**RECORDS SUPPLIED**:
----------------

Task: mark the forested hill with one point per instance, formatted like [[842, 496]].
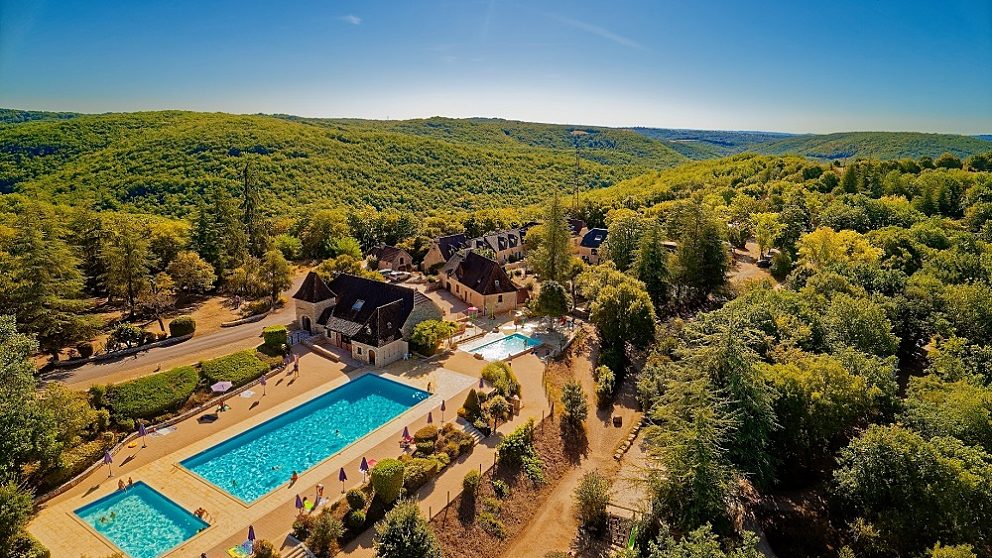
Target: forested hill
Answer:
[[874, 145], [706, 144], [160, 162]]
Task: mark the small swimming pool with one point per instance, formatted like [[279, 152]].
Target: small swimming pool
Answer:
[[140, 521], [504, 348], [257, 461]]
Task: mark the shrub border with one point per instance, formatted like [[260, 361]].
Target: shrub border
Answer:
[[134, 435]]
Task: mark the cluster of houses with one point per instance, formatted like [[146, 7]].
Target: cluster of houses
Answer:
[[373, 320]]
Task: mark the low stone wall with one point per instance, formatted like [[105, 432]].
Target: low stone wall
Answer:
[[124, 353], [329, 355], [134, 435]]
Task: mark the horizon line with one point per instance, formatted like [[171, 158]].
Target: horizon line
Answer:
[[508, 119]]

----------------

**WRITTEN PROBLEM**: Rewrite all the rows above, replacing "Target" with "Object" and leaving everything else unchanged. Omit the pictures from your output.

**RESPONSE**:
Task: mark the forested hill with one point per instance, formatted like [[842, 496]].
Object: forested hill
Answer:
[[874, 145], [706, 144], [160, 162]]
Task: mark the small swimming pool with one point per instance, formatted like [[279, 152]].
Object: small swimming pool
Answer:
[[140, 521], [504, 348], [257, 461]]
Task: mark the shrub border with one point per instance, formatted like [[260, 361]].
Object: shrub border
Answer:
[[134, 435]]
Task: mark the cluster of houses with one point per instance, formatted like [[146, 7]].
Object: cluster of houses
Answer:
[[373, 320]]
Task: mark the low stone wall with one point per instance, formatted like [[105, 432]].
Object: low stone wall
Answer:
[[124, 353], [329, 355], [134, 435]]
Task: mark the horizon line with one point per instance, formatted like [[171, 158]].
Object: horizon line
Answer:
[[508, 119]]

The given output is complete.